Records from a collection
-=-=-
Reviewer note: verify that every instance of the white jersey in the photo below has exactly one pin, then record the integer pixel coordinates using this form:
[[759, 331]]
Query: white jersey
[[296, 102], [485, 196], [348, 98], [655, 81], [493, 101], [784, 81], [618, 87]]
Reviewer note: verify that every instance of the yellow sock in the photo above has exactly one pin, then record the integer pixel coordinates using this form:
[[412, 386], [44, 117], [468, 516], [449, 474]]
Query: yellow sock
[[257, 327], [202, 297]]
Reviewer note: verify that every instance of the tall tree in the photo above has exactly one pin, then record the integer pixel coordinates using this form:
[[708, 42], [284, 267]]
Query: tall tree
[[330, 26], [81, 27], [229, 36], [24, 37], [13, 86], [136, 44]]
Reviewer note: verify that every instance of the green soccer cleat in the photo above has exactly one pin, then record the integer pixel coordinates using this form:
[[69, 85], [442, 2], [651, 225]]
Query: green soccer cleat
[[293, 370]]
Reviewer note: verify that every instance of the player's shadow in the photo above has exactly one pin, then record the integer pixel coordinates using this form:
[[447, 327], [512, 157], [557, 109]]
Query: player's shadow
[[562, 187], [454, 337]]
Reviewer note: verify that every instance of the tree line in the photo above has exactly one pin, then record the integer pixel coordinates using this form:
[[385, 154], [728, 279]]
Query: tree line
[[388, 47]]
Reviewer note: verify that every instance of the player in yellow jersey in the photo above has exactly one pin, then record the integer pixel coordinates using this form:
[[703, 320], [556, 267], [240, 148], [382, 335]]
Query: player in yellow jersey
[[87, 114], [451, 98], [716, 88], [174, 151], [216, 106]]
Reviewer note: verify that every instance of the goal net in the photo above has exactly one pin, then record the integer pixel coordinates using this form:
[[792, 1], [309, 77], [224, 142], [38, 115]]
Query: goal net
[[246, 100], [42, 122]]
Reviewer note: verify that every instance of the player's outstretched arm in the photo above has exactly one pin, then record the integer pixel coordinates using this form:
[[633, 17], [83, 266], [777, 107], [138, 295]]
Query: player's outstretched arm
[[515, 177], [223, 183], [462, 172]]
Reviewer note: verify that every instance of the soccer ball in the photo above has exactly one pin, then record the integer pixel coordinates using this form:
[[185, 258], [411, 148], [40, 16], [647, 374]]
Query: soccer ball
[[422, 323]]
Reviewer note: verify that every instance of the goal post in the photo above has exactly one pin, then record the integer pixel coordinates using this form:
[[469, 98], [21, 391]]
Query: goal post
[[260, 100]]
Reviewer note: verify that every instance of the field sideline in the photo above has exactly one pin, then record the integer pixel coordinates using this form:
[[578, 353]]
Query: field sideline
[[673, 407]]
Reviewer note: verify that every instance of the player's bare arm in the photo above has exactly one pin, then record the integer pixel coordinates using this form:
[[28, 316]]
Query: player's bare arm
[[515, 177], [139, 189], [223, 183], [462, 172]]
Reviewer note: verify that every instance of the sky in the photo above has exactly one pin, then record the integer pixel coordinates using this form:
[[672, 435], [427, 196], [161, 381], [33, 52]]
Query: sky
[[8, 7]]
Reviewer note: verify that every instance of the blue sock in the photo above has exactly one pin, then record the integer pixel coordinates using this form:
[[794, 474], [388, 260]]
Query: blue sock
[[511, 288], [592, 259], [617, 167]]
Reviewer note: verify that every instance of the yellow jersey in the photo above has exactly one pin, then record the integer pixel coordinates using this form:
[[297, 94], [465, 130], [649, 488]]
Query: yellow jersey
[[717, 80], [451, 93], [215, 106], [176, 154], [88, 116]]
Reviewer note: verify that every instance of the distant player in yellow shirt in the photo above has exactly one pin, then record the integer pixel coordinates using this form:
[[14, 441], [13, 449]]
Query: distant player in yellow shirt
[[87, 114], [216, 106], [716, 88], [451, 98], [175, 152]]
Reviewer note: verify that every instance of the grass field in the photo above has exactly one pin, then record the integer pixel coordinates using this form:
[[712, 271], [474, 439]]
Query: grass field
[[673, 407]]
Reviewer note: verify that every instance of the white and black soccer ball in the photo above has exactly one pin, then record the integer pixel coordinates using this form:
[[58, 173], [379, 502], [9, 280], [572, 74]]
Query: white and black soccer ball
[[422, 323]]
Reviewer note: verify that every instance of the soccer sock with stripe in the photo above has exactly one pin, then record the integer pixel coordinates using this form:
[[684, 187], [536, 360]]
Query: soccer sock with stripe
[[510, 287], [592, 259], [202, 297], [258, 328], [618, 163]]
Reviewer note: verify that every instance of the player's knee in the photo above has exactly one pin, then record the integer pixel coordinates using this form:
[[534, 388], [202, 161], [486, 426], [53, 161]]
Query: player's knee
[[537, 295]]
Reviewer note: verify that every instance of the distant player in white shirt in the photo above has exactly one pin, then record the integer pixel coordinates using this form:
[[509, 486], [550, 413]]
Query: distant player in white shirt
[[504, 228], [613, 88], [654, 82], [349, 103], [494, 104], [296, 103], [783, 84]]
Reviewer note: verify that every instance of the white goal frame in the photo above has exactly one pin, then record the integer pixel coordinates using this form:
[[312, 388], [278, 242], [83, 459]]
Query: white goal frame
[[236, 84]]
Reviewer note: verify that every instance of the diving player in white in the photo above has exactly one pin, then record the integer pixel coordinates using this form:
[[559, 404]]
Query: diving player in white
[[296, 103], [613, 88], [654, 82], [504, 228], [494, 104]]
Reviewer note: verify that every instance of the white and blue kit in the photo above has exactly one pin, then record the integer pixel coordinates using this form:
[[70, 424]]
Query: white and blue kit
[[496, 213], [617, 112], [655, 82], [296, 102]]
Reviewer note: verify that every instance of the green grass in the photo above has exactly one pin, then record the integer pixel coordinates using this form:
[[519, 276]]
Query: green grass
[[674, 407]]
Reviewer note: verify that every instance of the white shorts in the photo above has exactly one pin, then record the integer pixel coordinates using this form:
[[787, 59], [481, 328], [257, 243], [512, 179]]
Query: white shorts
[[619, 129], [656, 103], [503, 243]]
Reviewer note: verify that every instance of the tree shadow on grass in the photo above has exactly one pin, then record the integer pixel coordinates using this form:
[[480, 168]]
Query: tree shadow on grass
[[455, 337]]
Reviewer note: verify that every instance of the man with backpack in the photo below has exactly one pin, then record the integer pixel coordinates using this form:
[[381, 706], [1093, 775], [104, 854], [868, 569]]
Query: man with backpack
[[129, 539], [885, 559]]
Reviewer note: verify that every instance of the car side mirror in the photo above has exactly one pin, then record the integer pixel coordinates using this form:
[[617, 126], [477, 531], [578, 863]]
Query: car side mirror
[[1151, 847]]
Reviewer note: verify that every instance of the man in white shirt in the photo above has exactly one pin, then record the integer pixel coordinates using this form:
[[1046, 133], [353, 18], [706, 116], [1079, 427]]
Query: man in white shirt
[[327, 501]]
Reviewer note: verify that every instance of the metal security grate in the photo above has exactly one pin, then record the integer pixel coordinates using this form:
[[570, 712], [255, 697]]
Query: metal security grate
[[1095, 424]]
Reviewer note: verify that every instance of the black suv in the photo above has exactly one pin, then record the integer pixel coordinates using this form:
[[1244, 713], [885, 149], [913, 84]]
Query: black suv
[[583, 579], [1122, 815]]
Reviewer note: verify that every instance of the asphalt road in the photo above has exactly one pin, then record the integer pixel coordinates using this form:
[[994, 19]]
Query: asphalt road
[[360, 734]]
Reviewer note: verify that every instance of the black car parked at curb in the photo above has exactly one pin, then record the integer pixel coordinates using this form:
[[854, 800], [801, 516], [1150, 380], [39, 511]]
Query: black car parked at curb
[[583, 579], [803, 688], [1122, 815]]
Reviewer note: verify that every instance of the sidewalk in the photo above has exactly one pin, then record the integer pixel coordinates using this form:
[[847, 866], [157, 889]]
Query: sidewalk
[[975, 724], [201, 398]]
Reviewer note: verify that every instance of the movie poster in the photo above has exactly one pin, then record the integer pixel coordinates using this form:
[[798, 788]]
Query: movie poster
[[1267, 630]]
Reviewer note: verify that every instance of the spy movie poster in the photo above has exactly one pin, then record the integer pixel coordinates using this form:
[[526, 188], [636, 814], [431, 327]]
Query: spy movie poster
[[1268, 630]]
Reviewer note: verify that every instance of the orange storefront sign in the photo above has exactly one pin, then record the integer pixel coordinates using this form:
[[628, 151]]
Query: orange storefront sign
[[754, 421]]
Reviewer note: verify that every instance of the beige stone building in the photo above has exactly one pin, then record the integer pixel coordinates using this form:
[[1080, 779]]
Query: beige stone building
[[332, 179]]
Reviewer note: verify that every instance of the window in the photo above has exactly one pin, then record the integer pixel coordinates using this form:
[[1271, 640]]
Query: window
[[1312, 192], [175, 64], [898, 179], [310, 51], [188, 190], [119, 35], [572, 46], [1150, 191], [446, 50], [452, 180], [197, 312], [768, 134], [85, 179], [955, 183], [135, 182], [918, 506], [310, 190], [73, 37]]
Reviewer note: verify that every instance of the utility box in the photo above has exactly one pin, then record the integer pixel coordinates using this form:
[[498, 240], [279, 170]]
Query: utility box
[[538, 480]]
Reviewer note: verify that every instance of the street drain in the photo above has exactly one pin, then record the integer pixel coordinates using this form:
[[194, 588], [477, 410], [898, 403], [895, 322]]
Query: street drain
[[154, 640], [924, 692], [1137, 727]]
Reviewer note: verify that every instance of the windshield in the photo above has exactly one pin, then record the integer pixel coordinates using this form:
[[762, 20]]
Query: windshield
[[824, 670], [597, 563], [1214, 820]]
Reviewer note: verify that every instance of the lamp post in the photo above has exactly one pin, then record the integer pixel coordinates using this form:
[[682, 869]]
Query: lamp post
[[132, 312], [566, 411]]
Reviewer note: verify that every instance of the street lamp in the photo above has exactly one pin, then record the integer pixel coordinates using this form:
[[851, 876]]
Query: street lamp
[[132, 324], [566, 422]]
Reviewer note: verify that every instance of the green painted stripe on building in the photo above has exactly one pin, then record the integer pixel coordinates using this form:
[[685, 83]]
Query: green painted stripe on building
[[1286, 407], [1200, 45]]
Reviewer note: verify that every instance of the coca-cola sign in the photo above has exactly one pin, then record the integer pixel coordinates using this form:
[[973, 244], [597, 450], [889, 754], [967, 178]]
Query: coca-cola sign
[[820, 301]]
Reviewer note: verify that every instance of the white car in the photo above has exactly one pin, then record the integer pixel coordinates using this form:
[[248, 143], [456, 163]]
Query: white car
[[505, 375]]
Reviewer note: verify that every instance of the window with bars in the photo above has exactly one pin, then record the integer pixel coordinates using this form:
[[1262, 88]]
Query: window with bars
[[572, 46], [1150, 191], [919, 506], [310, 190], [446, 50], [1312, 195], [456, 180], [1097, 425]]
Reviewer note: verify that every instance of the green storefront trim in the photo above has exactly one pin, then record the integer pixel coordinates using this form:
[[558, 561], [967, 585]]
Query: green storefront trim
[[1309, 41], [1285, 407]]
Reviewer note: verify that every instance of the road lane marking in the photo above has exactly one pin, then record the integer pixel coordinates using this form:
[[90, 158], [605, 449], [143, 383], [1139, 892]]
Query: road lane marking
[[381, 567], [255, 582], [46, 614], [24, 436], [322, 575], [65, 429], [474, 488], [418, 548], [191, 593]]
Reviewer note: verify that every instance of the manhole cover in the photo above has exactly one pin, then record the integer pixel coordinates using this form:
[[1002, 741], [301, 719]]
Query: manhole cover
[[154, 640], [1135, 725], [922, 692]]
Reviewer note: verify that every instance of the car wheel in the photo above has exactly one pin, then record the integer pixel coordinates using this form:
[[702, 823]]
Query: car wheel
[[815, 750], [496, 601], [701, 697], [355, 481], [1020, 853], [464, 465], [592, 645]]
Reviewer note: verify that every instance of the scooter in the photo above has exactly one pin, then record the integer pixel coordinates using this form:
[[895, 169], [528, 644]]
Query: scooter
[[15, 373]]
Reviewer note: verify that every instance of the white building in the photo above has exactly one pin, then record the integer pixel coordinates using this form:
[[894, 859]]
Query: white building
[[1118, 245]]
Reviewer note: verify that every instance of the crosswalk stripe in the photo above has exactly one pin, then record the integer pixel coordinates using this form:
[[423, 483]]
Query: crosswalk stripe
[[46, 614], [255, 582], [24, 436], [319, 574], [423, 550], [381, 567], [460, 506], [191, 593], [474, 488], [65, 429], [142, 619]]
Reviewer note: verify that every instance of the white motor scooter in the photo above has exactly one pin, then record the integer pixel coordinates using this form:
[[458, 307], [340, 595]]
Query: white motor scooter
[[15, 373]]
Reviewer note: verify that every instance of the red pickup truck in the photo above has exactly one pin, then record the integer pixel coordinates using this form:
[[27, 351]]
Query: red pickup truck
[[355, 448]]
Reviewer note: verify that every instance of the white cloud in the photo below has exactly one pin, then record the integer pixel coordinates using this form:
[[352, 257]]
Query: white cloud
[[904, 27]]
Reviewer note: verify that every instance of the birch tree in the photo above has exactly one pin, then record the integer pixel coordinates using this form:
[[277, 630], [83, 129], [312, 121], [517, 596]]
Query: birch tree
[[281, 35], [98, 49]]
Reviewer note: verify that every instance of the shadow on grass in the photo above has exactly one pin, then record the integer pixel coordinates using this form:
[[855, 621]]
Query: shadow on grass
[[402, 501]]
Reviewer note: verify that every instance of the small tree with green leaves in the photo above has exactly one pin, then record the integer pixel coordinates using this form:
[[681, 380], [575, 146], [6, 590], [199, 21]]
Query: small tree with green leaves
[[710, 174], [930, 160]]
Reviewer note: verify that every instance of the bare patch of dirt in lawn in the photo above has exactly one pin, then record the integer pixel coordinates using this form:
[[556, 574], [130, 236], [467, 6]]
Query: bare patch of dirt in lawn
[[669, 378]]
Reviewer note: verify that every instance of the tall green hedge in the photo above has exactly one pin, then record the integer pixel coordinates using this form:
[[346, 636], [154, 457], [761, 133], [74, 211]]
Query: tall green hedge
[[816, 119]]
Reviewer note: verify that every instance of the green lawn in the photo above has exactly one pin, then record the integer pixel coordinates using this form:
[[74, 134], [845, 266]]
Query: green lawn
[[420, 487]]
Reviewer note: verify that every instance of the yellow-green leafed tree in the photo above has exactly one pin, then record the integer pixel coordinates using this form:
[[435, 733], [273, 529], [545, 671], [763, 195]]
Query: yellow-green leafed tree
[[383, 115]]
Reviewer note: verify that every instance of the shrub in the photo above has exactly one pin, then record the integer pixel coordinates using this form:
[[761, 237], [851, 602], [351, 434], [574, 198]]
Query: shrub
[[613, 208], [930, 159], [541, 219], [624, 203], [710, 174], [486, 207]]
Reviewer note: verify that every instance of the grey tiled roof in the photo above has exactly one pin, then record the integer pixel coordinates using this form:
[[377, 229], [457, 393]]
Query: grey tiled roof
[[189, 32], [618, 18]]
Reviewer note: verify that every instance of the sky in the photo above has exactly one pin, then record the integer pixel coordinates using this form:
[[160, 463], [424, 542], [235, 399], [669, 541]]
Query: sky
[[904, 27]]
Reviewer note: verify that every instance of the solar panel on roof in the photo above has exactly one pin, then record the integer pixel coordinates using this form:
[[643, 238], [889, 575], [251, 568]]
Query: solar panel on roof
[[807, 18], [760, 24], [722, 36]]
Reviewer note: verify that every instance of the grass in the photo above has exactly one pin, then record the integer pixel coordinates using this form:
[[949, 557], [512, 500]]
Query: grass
-=-=-
WHAT THE TASK ASKS >> Retype exactly the lines from the one containing "Reviewer note: verify that every instance of the bare" through the last line of the records above, including both.

RESULT FOR THIS EXERCISE >>
Reviewer note: verify that every instance of the bare patch of dirt in lawn in the photo above has exactly one pin, then record the integer pixel coordinates using this form:
[[556, 574], [130, 236], [467, 6]]
Query: bare patch of dirt in lawn
[[669, 378]]
Reviewer note: verify that every instance of the tall green hedge in the photo above has exactly one pin, then record the integer pixel coordinates using this form:
[[346, 636], [154, 457], [761, 133], [74, 211]]
Query: tall green hedge
[[816, 119]]
Reviewer note: verify that every instance of the green lawn in the photo above has exactly one pin, then record the integer pixel coordinates using this form:
[[74, 134], [845, 266]]
Query: green lawn
[[420, 487]]
Reviewer note: verify that every instance of the yellow-green leafed tree in the photo above has exactly one pin, then record the integer pixel coordinates using this form:
[[435, 733], [273, 529], [545, 671], [763, 195]]
Query: yellow-green leafed tree
[[383, 115]]
Reviewer note: verify that every instance of the shrub in the photo above has exactly one pin, then record the integer pixel coordinates using this form:
[[761, 237], [851, 602], [351, 434], [574, 198]]
Query: shrub
[[613, 208], [930, 159], [541, 219], [624, 203], [710, 174], [486, 207]]
Reviewer note: verify that every instance of the grey tiled roof in the photo above has exactly one pin, then record the integer pixel coordinates using this form:
[[377, 229], [457, 393]]
Query: grey tiled roof
[[189, 32], [618, 18]]
Reviewer note: verify that every instance of the sky in the photo above has exactly one pin, then record the integer pixel coordinates using this form:
[[160, 463], [424, 542], [235, 399], [669, 541]]
Query: sky
[[904, 27]]
Reviewer note: verify that every instance of the solar panel on roof in the photo above has exactly one pin, then record the integer pixel coordinates using this form:
[[643, 238], [889, 575], [251, 568]]
Query: solar panel on roof
[[807, 18], [760, 24], [722, 36]]
Reviewer note: verify that every instance of the grass in the photo above has exactly one pin, then record the integer pixel coordinates using this form:
[[949, 557], [512, 500]]
Query: grass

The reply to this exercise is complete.